● Source material

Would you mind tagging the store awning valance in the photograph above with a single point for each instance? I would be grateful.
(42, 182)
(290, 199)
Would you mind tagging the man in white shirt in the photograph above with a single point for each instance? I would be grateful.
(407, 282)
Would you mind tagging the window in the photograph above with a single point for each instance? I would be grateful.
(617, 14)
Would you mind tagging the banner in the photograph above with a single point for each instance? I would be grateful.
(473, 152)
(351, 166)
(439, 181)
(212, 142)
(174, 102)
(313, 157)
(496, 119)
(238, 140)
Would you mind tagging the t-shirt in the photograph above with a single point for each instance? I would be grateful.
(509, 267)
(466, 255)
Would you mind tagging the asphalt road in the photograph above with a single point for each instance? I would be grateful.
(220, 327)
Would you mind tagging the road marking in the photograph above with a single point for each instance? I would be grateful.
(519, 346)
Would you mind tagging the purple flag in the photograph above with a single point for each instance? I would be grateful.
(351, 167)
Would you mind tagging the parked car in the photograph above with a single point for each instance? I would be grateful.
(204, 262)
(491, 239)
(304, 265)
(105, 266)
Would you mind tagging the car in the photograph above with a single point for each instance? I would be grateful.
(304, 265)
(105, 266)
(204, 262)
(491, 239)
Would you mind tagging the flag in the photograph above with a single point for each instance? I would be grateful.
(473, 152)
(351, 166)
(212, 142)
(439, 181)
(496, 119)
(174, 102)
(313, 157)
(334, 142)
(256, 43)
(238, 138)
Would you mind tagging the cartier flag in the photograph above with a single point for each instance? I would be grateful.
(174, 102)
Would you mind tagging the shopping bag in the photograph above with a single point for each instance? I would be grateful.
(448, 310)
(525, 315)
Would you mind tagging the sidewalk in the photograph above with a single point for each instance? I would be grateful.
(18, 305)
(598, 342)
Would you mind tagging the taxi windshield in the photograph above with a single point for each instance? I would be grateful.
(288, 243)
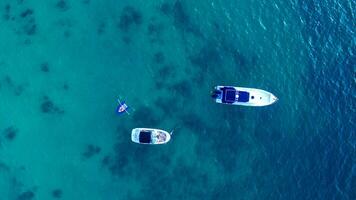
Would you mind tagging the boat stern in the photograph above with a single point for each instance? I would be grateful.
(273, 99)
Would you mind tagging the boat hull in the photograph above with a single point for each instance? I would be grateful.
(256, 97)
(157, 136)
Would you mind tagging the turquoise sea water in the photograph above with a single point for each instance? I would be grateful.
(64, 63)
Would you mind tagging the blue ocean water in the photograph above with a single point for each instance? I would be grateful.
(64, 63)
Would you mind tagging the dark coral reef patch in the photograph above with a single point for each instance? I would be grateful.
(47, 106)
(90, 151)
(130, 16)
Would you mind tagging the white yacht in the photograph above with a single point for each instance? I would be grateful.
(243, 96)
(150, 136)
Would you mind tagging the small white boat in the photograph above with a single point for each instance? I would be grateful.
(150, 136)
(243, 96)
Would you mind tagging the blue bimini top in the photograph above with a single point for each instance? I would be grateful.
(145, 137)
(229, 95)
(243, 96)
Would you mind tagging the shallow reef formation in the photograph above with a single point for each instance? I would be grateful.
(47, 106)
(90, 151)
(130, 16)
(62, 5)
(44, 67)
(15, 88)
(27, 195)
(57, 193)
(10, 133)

---

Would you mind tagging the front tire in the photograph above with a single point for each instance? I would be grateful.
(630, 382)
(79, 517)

...

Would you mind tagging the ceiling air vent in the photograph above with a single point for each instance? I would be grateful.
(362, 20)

● Set task
Copy out every line above that contains the word "blue". Uppercase and lowercase count, so match the case.

● Worked solution
Would you mind tagging the blue ocean water in the photograph above with a single point for each instance? I would be grateful.
Would you mind tagging the blue bimini top in the photograph above with a single point for each instance? I would be grateful.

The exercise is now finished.